• [STATED EXERCISE 1]: Name every kind of item that the article on daily quests says players can get access to through their dailies.

• [PAGE]:
----------------------------------------

Turning the MMO daily grind into a daily adventure

“ZHPS- Daily Grind” by Meado

Ah, daily quests: the brave attempt of many MMO’s to hide an incentive to come back every day underneath a coat of in-game gold and distant rewards. Where some MMO’s (like Neverwinter and Warframe) just reward you for logging in every day, with growing rewards for consecutive days, many other online games find that a bit too simple. Those games beckon with series of daily tasks, waiting for your completion. Every day, the same people need your help with the same tasks, while your repetitive support makes them love you more, which they show by opening their collection of powerful items to you. Where game designers see an interesting scheme to call players back to their games every day, players often find boredom. A sad reality that should, and can be, alleviated.

Yes, let’s be honest about this: daily quests are nothing but a way to trick players into coming back every day so they can unlock gear or vanity items. For game designers, it’s a nice system to lock some part of the progression behind a barrier of repetitive tasks, while also guaranteeing daily visits from players. Once they’ve round-up their dailies, most players stick around to do other things in the game, which is just what the designers want. I can understand all of this, but if you want to make sure players don’t get burned out by these digital versions of chores, they need to become engaging. Dailies have to stop being a grind, and have to become mini-adventures.

----------------------------------------

• [RECORDS FOR THIS EXERCISE]:
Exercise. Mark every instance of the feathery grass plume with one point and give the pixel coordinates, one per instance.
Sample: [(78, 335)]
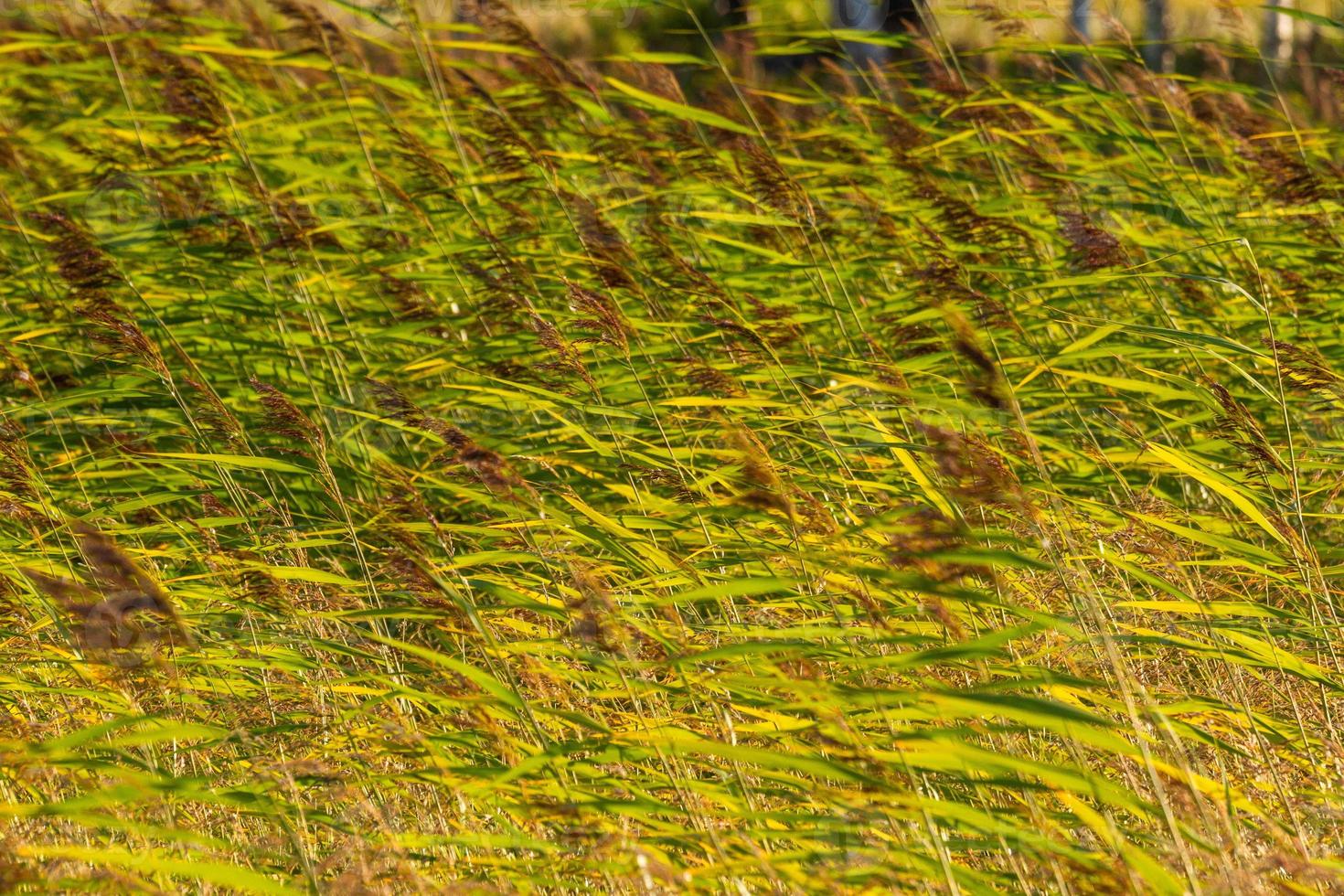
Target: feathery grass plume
[(763, 486), (283, 418), (17, 480), (1307, 368), (566, 359), (709, 380), (606, 249), (120, 334), (594, 614), (485, 465), (978, 473), (603, 317), (108, 613), (1238, 426), (771, 185), (191, 100), (1090, 246)]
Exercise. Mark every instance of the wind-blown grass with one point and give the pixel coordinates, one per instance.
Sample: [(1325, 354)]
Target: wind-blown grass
[(429, 464)]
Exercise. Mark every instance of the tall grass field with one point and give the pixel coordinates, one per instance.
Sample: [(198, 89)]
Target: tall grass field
[(433, 464)]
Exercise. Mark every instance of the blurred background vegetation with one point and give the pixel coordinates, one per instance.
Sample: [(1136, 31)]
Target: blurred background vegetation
[(1290, 46)]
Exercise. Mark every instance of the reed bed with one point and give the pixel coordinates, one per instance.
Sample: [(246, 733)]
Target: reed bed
[(429, 464)]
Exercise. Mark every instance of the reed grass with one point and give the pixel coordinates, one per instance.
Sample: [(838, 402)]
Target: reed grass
[(437, 465)]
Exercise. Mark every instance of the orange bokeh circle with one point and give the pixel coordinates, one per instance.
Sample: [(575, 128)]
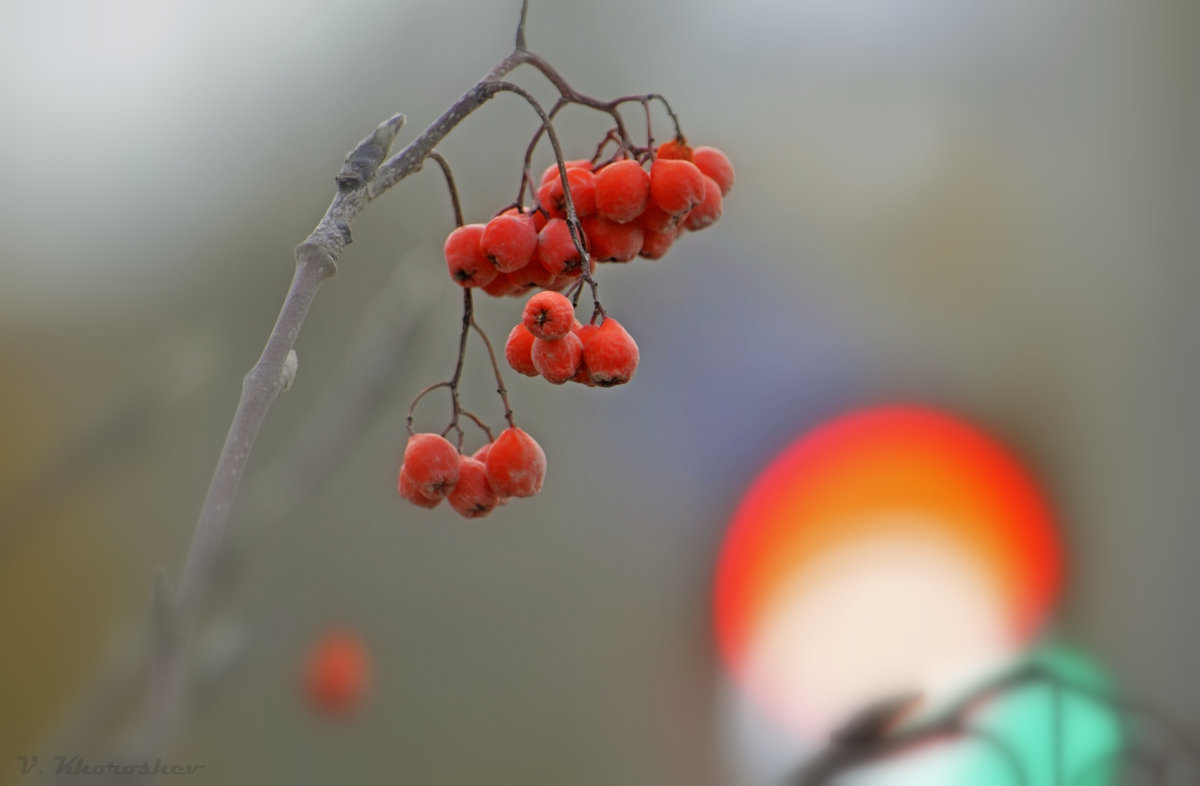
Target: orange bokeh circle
[(821, 493)]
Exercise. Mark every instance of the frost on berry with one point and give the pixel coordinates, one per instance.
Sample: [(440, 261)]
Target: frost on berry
[(676, 149), (412, 492), (467, 263), (509, 241), (549, 316), (717, 166), (557, 360), (612, 241), (622, 191), (707, 211), (611, 354), (473, 496), (556, 249), (517, 348), (432, 462), (657, 244), (516, 465), (676, 186), (337, 673)]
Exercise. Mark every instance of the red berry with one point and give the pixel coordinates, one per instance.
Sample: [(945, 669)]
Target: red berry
[(473, 497), (509, 241), (337, 673), (612, 241), (517, 348), (657, 244), (717, 166), (622, 191), (532, 275), (551, 172), (611, 354), (583, 195), (676, 185), (432, 463), (516, 465), (549, 316), (557, 360), (468, 265), (707, 211), (655, 219), (556, 249), (675, 149), (412, 492)]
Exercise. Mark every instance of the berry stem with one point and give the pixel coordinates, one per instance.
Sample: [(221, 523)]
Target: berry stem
[(496, 367)]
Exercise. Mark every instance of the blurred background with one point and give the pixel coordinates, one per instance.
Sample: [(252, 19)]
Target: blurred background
[(987, 208)]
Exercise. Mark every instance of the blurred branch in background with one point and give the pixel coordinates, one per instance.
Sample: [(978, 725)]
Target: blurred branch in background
[(888, 729)]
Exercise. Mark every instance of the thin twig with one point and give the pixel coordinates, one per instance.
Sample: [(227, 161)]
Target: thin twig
[(365, 177)]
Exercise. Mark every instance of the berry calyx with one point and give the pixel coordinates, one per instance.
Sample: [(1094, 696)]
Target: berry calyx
[(467, 263), (549, 316), (516, 465), (509, 241), (611, 354), (517, 348), (676, 185), (707, 211), (557, 360), (432, 463), (622, 191), (556, 249), (717, 166), (337, 673), (412, 492), (473, 497), (675, 149), (612, 241)]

----------------------------------------

• [STATED EXERCISE 2]: Please offset every coordinate in the answers by adding 74 to each number. Rewrite only the part of the records that opens with the line containing "Exercise. Mark every instance of the reed grass" and closes with the line containing "186), (337, 673)]", requests included, and leave out the pictures.

• [CORRECT OUTPUT 1]: powerful items, gear, vanity items

• [CORRECT OUTPUT 2]:
Exercise. Mark every instance of the reed grass with one point and give the pixel coordinates, one per instance.
Sample: [(838, 402)]
Target: reed grass
[(511, 539)]
Exercise. Mark every instance of the orange bokeh circle with one point and give the pixel coordinates, one per instance.
Sample: [(575, 128)]
Target: orange bokeh circle
[(895, 567)]
Exercise. Mark every instance of the frost on berry with one point and give the pixel coordinates, one per instance.
Sample: [(440, 261)]
Target: frost on berry
[(750, 223), (486, 566), (541, 337), (583, 315), (623, 390), (791, 240), (631, 434), (686, 315), (696, 265), (781, 285), (685, 428), (547, 570), (630, 323), (591, 422), (506, 536), (731, 318), (590, 539), (750, 260), (411, 747)]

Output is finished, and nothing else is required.